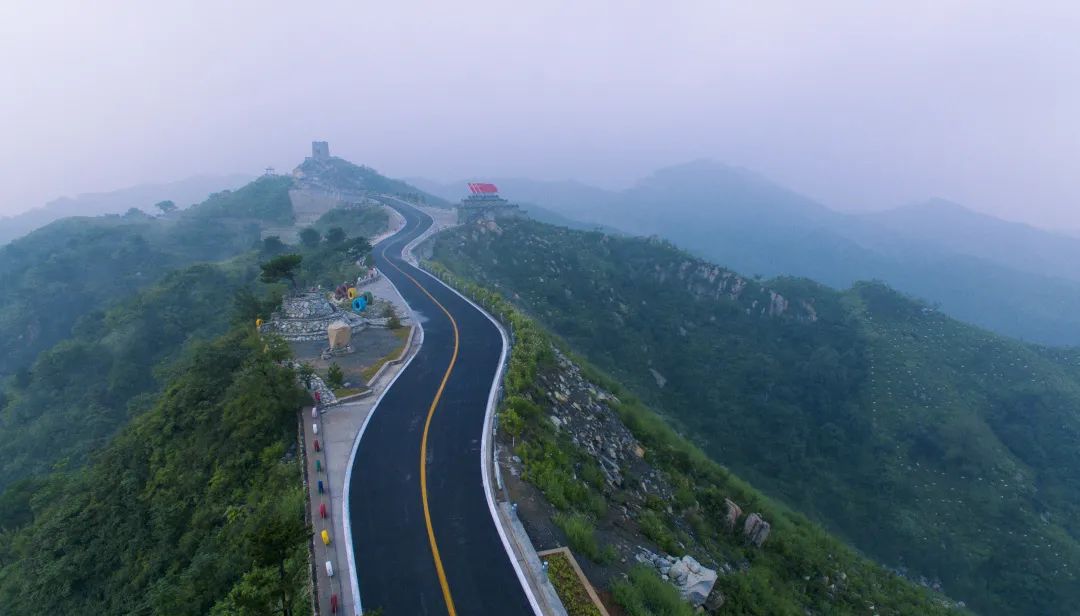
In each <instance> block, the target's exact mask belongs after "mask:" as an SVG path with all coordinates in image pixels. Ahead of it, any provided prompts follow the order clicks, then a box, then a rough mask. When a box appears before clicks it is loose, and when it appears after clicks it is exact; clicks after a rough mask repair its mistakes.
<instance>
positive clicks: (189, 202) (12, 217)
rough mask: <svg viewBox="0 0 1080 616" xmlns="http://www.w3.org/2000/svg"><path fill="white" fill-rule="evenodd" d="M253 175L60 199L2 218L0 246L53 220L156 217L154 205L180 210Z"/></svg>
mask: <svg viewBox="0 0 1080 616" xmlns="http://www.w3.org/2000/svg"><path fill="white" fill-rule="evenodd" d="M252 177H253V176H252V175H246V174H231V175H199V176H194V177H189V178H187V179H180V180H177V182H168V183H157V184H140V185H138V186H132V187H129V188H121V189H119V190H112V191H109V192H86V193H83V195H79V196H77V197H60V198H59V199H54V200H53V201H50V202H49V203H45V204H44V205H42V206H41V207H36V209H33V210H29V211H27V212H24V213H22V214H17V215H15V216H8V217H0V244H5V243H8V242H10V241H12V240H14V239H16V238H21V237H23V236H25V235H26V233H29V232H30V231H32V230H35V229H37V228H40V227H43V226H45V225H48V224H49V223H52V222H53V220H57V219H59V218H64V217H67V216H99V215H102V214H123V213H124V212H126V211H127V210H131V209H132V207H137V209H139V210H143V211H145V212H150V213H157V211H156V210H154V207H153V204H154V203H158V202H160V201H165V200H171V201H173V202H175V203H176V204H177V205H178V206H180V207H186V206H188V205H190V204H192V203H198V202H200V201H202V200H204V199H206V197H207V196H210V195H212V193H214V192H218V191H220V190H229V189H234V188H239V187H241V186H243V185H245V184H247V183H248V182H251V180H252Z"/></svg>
● ● ● ● ●
Would you set down the records exactly, with no pictures included?

--- Problem solution ---
In each <instance> block, the target's exact mask belongs after "mask:" as an SVG path with all coordinates in image pixels. Ahead of it, any provided prompts follow the order clicks, then a box, then a rough mask. When a box appears before clicks it is loose, and when it appears after clicks it is exact; clicks after a rough mask repair its mistakes.
<instance>
positive clicks: (189, 202) (12, 217)
rough mask: <svg viewBox="0 0 1080 616" xmlns="http://www.w3.org/2000/svg"><path fill="white" fill-rule="evenodd" d="M253 175L60 199L2 218L0 246L53 220L156 217L154 205L180 210Z"/></svg>
mask: <svg viewBox="0 0 1080 616" xmlns="http://www.w3.org/2000/svg"><path fill="white" fill-rule="evenodd" d="M252 177H253V176H252V175H246V174H231V175H199V176H194V177H189V178H187V179H180V180H177V182H168V183H157V184H140V185H138V186H132V187H129V188H121V189H119V190H112V191H109V192H86V193H83V195H79V196H77V197H60V198H59V199H54V200H53V201H50V202H49V203H45V204H44V205H42V206H41V207H36V209H33V210H29V211H27V212H24V213H22V214H17V215H15V216H8V217H0V244H5V243H8V242H10V241H12V240H14V239H16V238H21V237H23V236H25V235H26V233H29V232H30V231H32V230H35V229H37V228H40V227H43V226H45V225H48V224H49V223H52V222H53V220H57V219H59V218H64V217H67V216H99V215H102V214H123V213H124V212H126V211H127V210H131V209H132V207H137V209H139V210H143V211H145V212H150V213H157V211H156V210H154V207H153V204H154V203H158V202H160V201H165V200H171V201H173V202H175V203H176V204H177V205H178V206H180V207H186V206H188V205H190V204H192V203H198V202H200V201H202V200H204V199H206V197H207V196H210V195H212V193H214V192H218V191H220V190H229V189H234V188H239V187H241V186H243V185H245V184H247V183H248V182H251V180H252Z"/></svg>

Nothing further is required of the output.